_Task to carry out_
Could you copy out the items below again, replacing every "innermost point" with "central point" and leaving everything else untouched?

_Data lines_
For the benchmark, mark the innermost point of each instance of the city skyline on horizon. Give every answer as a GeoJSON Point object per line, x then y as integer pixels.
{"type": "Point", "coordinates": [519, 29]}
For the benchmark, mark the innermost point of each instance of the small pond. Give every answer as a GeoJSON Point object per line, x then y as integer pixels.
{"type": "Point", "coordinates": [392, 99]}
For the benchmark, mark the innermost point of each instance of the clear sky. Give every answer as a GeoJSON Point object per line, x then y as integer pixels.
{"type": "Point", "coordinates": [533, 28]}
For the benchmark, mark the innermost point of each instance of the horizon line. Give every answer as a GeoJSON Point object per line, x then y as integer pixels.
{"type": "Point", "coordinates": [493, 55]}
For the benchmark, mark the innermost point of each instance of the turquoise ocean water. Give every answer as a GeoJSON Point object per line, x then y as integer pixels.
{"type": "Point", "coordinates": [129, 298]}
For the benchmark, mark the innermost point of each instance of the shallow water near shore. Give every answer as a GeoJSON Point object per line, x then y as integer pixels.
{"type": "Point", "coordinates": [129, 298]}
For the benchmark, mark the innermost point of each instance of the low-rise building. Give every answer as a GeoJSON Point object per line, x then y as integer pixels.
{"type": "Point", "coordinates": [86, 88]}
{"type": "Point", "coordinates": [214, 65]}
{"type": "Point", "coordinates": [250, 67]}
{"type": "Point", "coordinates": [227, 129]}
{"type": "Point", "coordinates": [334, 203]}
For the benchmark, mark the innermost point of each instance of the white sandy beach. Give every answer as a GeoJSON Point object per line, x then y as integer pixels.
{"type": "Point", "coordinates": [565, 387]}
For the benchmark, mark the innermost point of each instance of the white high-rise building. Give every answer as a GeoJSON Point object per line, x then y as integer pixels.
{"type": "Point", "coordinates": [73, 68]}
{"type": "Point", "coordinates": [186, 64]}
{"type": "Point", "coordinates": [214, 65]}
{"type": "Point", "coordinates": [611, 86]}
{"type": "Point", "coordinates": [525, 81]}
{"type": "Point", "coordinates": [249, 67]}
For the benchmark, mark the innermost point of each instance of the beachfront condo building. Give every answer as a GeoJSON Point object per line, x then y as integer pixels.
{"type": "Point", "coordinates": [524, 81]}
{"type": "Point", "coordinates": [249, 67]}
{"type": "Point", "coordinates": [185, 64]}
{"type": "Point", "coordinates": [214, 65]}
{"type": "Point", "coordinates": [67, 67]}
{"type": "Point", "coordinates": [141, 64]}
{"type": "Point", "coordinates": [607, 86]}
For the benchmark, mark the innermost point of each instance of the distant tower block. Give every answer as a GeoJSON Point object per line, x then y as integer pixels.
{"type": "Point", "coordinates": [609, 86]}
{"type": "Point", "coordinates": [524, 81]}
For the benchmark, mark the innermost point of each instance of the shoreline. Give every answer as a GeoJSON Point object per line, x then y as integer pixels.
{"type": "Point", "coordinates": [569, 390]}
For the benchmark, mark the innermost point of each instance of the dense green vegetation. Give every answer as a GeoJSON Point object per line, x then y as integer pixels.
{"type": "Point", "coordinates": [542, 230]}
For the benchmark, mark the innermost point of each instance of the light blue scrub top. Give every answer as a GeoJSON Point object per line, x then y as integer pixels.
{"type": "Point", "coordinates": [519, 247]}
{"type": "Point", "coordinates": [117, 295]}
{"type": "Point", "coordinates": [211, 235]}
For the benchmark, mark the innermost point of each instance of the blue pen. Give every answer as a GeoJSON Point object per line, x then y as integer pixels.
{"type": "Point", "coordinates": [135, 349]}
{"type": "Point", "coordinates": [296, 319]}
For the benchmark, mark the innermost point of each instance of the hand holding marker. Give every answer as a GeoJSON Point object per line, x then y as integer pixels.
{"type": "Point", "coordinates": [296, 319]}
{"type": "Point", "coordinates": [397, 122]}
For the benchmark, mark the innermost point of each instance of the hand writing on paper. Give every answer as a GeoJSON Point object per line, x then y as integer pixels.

_Written solution_
For the benchmark, mark the central point of each instance of the city skyline on horizon. Give every answer as a GeoJSON Point object per line, x then y as integer pixels.
{"type": "Point", "coordinates": [519, 29]}
For the benchmark, mark the central point of each instance of the small pond. Give every answer as a GeoJSON Point object per line, x then y as integer pixels.
{"type": "Point", "coordinates": [392, 99]}
For the benchmark, mark the central point of each instance of the clear sky. Give every answer as a GeoJSON Point object per line, x then y as integer pixels.
{"type": "Point", "coordinates": [533, 28]}
For the benchmark, mark the central point of each instance of the horizon line. Give every answer as a GeoJSON Point object per line, x then y as integer pixels.
{"type": "Point", "coordinates": [493, 55]}
For the benchmark, mark the central point of each instance of the turquoise ocean water. Give every answer as a GeoJSON Point object per line, x then y as integer pixels.
{"type": "Point", "coordinates": [129, 298]}
For the benchmark, mark the central point of each instance of the shallow water near shore. Give every answer as a GeoJSON Point object per line, x then y as integer pixels.
{"type": "Point", "coordinates": [129, 298]}
For the benchmark, mark the central point of each instance of the low-rise building. Give every answer as a GeoJSON Point object per line, x then y as integer pixels.
{"type": "Point", "coordinates": [86, 88]}
{"type": "Point", "coordinates": [214, 65]}
{"type": "Point", "coordinates": [250, 67]}
{"type": "Point", "coordinates": [227, 129]}
{"type": "Point", "coordinates": [334, 203]}
For the benchmark, mark the central point of each instance of the white sandy beach. Give every answer as a GeoJSON Point object per line, x then y as integer pixels.
{"type": "Point", "coordinates": [565, 387]}
For the benchmark, mark the central point of each instance of the white high-rise building. Give every answer as a GeoJSON Point object per line, x then y as integer pixels.
{"type": "Point", "coordinates": [73, 68]}
{"type": "Point", "coordinates": [186, 64]}
{"type": "Point", "coordinates": [214, 65]}
{"type": "Point", "coordinates": [611, 86]}
{"type": "Point", "coordinates": [525, 81]}
{"type": "Point", "coordinates": [249, 67]}
For the benchmark, mark the central point of each instance of the beachfront condo building. Give every answer as a GeoJSON Point object per line, x then y as integer pixels.
{"type": "Point", "coordinates": [524, 81]}
{"type": "Point", "coordinates": [249, 67]}
{"type": "Point", "coordinates": [185, 64]}
{"type": "Point", "coordinates": [214, 65]}
{"type": "Point", "coordinates": [67, 67]}
{"type": "Point", "coordinates": [141, 64]}
{"type": "Point", "coordinates": [607, 86]}
For the benchmark, mark the central point of each instance of the distant tower block. Give every answer as a GeoJSON Point object per line, x then y as integer pixels.
{"type": "Point", "coordinates": [609, 86]}
{"type": "Point", "coordinates": [524, 81]}
For the benchmark, mark the central point of each instance of the shoreline. Give every answer as a GeoJSON Point object per line, x then y as integer pixels.
{"type": "Point", "coordinates": [569, 390]}
For the benchmark, mark the central point of each instance of the dense green vegetation. Give every answer as a GeoJSON Point object per line, x then y as integer pixels.
{"type": "Point", "coordinates": [542, 230]}
For the benchmark, mark the central point of each instance of the light blue scrub top. Give every answer as a GeoJSON Point object per line, x then y as integer pixels.
{"type": "Point", "coordinates": [519, 247]}
{"type": "Point", "coordinates": [117, 295]}
{"type": "Point", "coordinates": [211, 235]}
For the benchmark, mark the central point of each instance of the blue pen. Give every answer as a GeoJSON Point object per line, x then y as integer pixels.
{"type": "Point", "coordinates": [135, 349]}
{"type": "Point", "coordinates": [296, 319]}
For the benchmark, mark the central point of each instance of the hand holding marker. Give every answer as a GeoJSON Point object per line, x then y as integer pixels.
{"type": "Point", "coordinates": [296, 319]}
{"type": "Point", "coordinates": [397, 122]}
For the benchmark, mark the central point of each instance of the hand writing on paper. Give every answer as a GeoJSON Point object per line, x then y as integer pixels.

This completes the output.